#### [What to produce]
Can you give the material below again with "in this image" swapped for "in the photo" throughout, everything else unchanged and the pictures left out?
Begin
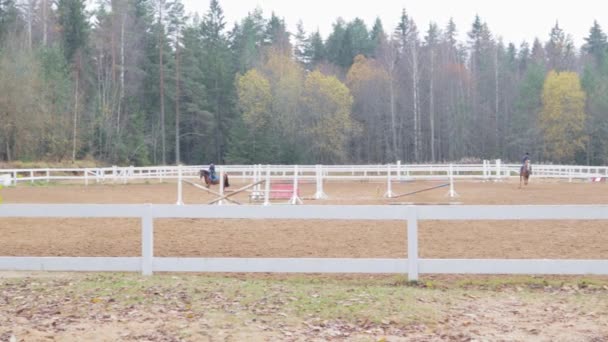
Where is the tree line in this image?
[0,0,608,165]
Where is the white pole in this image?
[496,159,501,182]
[397,160,401,182]
[217,166,224,205]
[141,205,154,276]
[289,165,302,205]
[175,164,184,205]
[384,164,394,198]
[251,164,262,200]
[448,164,458,198]
[315,165,327,199]
[483,159,488,182]
[407,215,418,281]
[260,164,270,205]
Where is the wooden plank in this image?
[207,180,265,204]
[154,258,407,273]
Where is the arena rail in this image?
[0,204,608,280]
[0,160,608,185]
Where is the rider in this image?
[520,152,530,172]
[209,163,218,181]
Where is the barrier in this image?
[0,204,608,280]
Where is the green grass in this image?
[0,273,608,326]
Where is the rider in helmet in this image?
[209,163,218,181]
[520,152,530,172]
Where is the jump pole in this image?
[315,165,327,199]
[217,166,224,205]
[397,160,401,182]
[448,164,458,198]
[260,164,270,206]
[384,164,395,198]
[289,165,302,205]
[175,164,184,205]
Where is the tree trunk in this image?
[411,42,420,162]
[116,13,127,137]
[42,0,47,47]
[27,0,35,50]
[494,47,502,157]
[175,29,180,165]
[389,71,399,160]
[158,1,167,165]
[72,69,80,162]
[429,48,435,162]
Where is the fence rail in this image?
[0,204,608,280]
[0,160,608,185]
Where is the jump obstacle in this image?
[384,162,459,198]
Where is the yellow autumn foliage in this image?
[236,69,272,129]
[539,71,587,162]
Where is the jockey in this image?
[209,163,218,181]
[520,152,530,172]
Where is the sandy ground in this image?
[0,182,608,259]
[0,272,608,342]
[0,182,608,342]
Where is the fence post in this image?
[217,166,224,205]
[483,159,488,182]
[259,164,270,205]
[112,165,117,183]
[384,164,394,198]
[175,164,184,205]
[397,160,401,182]
[315,165,327,199]
[141,204,154,276]
[289,165,302,205]
[407,211,418,281]
[448,164,458,198]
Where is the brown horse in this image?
[200,170,230,188]
[519,160,532,189]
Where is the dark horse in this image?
[200,170,230,188]
[519,160,532,189]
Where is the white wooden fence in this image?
[0,204,608,280]
[0,160,608,185]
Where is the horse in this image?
[519,160,532,189]
[199,170,230,188]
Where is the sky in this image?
[182,0,608,47]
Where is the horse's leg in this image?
[519,174,522,189]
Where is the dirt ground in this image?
[0,182,608,259]
[0,182,608,342]
[0,272,608,342]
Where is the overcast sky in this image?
[182,0,608,47]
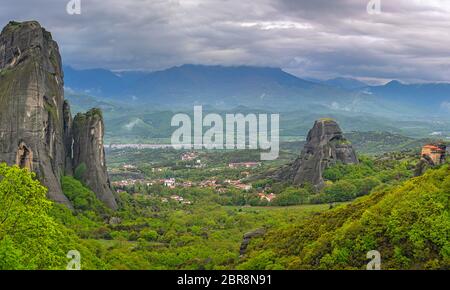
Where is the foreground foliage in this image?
[239,166,450,269]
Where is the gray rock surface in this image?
[73,109,117,209]
[275,119,358,189]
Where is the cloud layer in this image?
[0,0,450,82]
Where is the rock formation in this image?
[0,21,118,208]
[276,119,358,189]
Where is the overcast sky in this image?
[0,0,450,82]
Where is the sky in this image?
[0,0,450,83]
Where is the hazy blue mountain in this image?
[65,65,450,119]
[65,65,358,109]
[366,80,450,116]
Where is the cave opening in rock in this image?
[16,142,33,171]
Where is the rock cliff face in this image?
[0,21,118,207]
[277,119,358,189]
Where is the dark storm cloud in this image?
[0,0,450,81]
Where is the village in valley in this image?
[110,150,277,205]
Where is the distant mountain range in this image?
[64,65,450,118]
[64,65,450,143]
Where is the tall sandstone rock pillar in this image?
[0,21,70,206]
[276,119,358,189]
[73,109,117,209]
[0,21,117,209]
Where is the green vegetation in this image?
[61,176,108,214]
[0,163,102,270]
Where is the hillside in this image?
[239,165,450,269]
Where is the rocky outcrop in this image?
[276,119,358,189]
[73,109,117,209]
[0,21,118,207]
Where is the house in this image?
[421,143,447,165]
[181,152,198,161]
[123,164,137,170]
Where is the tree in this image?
[0,163,66,269]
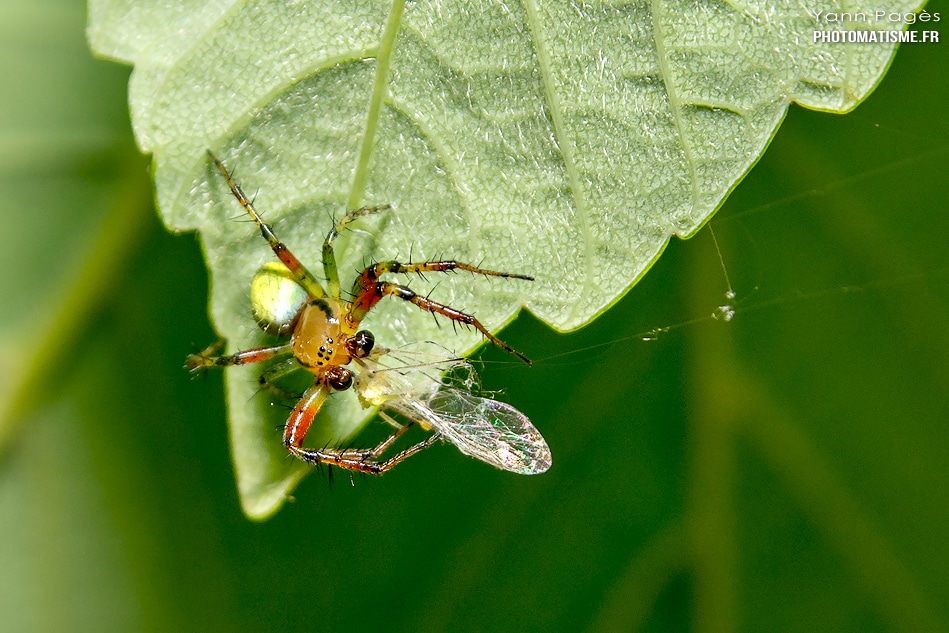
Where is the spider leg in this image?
[323,204,389,299]
[257,358,303,400]
[347,260,533,365]
[283,383,441,475]
[208,150,326,299]
[185,341,293,374]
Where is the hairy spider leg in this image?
[323,204,389,299]
[283,383,441,475]
[257,358,303,400]
[185,341,293,372]
[208,150,326,299]
[346,260,534,365]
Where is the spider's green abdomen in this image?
[250,262,309,336]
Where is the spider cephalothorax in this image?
[185,151,550,473]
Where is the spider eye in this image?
[326,367,353,391]
[250,262,308,336]
[346,330,376,358]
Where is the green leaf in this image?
[0,0,151,450]
[89,0,913,516]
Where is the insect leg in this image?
[208,150,326,299]
[323,204,389,299]
[185,341,293,373]
[348,273,531,365]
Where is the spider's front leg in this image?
[185,341,293,374]
[283,383,441,475]
[347,260,534,365]
[323,204,389,299]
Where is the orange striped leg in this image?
[208,150,326,299]
[283,384,441,475]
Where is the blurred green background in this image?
[0,0,949,632]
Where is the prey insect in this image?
[185,151,551,474]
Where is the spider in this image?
[185,150,551,474]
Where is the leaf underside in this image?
[89,0,914,517]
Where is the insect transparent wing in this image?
[356,343,551,475]
[414,387,551,475]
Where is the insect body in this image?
[355,342,551,475]
[185,151,550,474]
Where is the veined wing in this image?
[357,344,551,475]
[402,385,551,475]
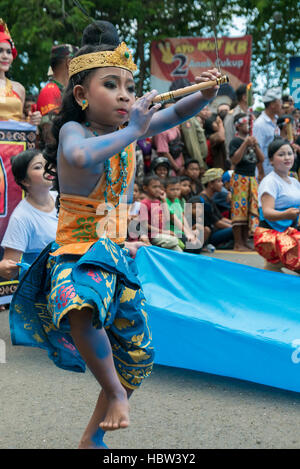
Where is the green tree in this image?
[1,0,300,95]
[242,0,300,88]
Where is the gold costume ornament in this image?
[69,42,137,77]
[81,99,89,111]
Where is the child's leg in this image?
[232,225,249,251]
[79,388,133,449]
[69,308,129,431]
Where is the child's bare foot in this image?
[233,244,253,252]
[99,396,129,431]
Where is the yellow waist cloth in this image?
End
#### [Result]
Where is the tree line in the photo?
[0,0,608,165]
Where is the white pole in the photo?
[496,159,501,182]
[397,160,401,182]
[217,166,224,205]
[141,205,154,276]
[289,165,302,205]
[175,164,184,205]
[384,164,394,198]
[251,164,262,200]
[448,164,458,198]
[315,165,327,199]
[483,159,488,182]
[407,215,418,281]
[260,164,270,205]
Where is the wooden plank in the photo?
[207,180,265,204]
[154,258,407,273]
Where is the arena rail in the photo?
[0,204,608,280]
[0,160,608,185]
Where is the rider in the photo?
[520,152,530,172]
[209,163,218,181]
Where is the barrier in the photo?
[0,204,608,280]
Where is the green grass in the photo?
[0,273,608,326]
Where is the rider in helmet in the photo?
[209,163,218,181]
[520,152,530,172]
Where is the jump pole in the photo?
[315,165,327,199]
[217,166,224,205]
[397,160,401,182]
[448,164,458,198]
[260,164,270,206]
[384,164,395,198]
[289,165,302,205]
[175,164,184,205]
Where is the tree trunk in the photo?
[411,42,420,162]
[116,13,127,137]
[42,0,47,47]
[27,0,35,50]
[494,47,502,157]
[175,29,180,165]
[389,71,399,160]
[158,1,167,165]
[72,69,80,162]
[429,48,435,162]
Where is the fence rail in the photo?
[0,204,608,280]
[0,160,608,185]
Where is the jump obstacle in the photo?
[384,162,459,198]
Where is the yellow autumn foliage in the photo?
[236,69,272,129]
[539,71,587,162]
Where is the jockey in the photo?
[209,163,218,181]
[520,152,530,172]
Where is the sandy ground in the photo?
[0,182,608,259]
[0,272,608,342]
[0,182,608,342]
Where is the fence post in the photo?
[217,166,224,205]
[483,159,488,182]
[259,164,270,205]
[112,165,117,183]
[384,164,394,198]
[175,164,184,205]
[397,160,401,182]
[315,165,327,199]
[141,204,154,276]
[289,165,302,205]
[407,211,418,281]
[448,164,458,198]
Where is the brown horse in the photo?
[200,170,230,188]
[519,160,532,189]
Where is the dark horse in the photo?
[200,170,230,188]
[519,160,532,189]
Where is the white wooden fence in the photo?
[0,204,608,280]
[0,160,608,185]
Where is the horse in the photo?
[519,160,532,189]
[199,170,230,188]
Where is the sky in the photo?
[182,0,608,47]
Where is the horse's leg in the photo?
[519,174,522,189]
Where is the dirt ground in the photo?
[0,182,608,259]
[0,182,608,342]
[0,272,608,342]
Where is the overcast sky in the photo?
[182,0,608,47]
Where is the foreground foliage in the photo?
[239,166,450,269]
Where is the gray rock surface in the photo?
[73,109,117,209]
[275,119,358,189]
Where is the cloud layer in the photo?
[0,0,450,82]
Where is the rock formation in the photo?
[0,21,118,208]
[276,119,358,189]
Where is the overcast sky in the photo?
[0,0,450,82]
Where is the sky in the photo?
[0,0,450,83]
Where is the hazy blue mountain in the photo?
[65,65,450,119]
[65,65,358,109]
[366,80,450,116]
Where is the cave opening in rock in the photo?
[16,142,33,171]
Where is the rock cliff face in the photo?
[0,21,118,207]
[277,119,358,189]
Where is the dark storm cloud in the photo?
[0,0,450,81]
Where is the village in valley in the photo?
[110,150,277,205]
Where is the distant mountain range in the photo?
[64,65,450,118]
[64,65,450,143]
Where is the tall sandstone rock pillar in the photo?
[0,21,70,206]
[276,119,358,189]
[73,109,117,209]
[0,21,117,209]
Where is the green vegetation in the photo?
[61,176,108,214]
[0,163,102,270]
Where is the hillside in the photo?
[239,165,450,269]
Where is the rocky outcrop in the photo?
[276,119,358,189]
[73,109,117,209]
[0,21,118,207]
Where is the house in the photo?
[421,143,447,165]
[181,152,198,161]
[123,164,137,170]
Where is the tree in the photo?
[0,163,66,269]
Where is the spider leg in the photo?
[323,204,389,299]
[257,358,303,400]
[347,260,533,365]
[283,383,441,475]
[208,150,326,299]
[185,341,293,374]
Where is the hairy spider leg in the photo?
[323,204,389,299]
[283,383,441,475]
[257,358,303,400]
[185,341,293,372]
[208,150,326,299]
[346,260,534,365]
Where is the spider's green abdomen in the photo?
[250,262,309,336]
Where is the spider cephalothorax in the photo?
[185,151,550,473]
Where is the spider eye in the photo?
[326,367,353,391]
[250,262,308,336]
[346,330,376,358]
Where is the green leaf in the photo?
[0,0,151,450]
[89,0,913,516]
Where is the insect leg in the photo?
[208,150,326,299]
[323,204,389,299]
[185,341,293,373]
[348,273,531,365]
Where is the spider's front leg in the photo?
[185,341,293,374]
[283,383,441,475]
[347,260,534,365]
[323,204,389,299]
Where is the orange striped leg in the photo?
[208,150,326,299]
[283,384,441,475]
Where is the blurred green background in the photo?
[0,0,949,632]
Where is the prey insect in the photo?
[185,151,551,474]
Where is the spider in the photo?
[185,150,551,474]
Where is the leaf underside in the photo?
[89,0,914,517]
Where is the insect transparent wing in the photo?
[356,343,551,475]
[414,387,551,475]
Where is the insect body in the photo?
[355,342,551,475]
[185,151,550,474]
Where is the veined wing in the photo?
[357,344,551,475]
[402,385,551,475]
Where is the green tree in the photo?
[1,0,300,95]
[242,0,300,88]
Where is the gold costume ornament in the photo?
[69,42,137,77]
[81,99,89,111]
Where is the child's leg in the photo?
[232,225,249,251]
[79,388,133,449]
[69,308,129,431]
Where is the child's bare foot in the photo?
[233,244,253,252]
[99,396,129,431]
Where is the yellow waist cloth in the photo?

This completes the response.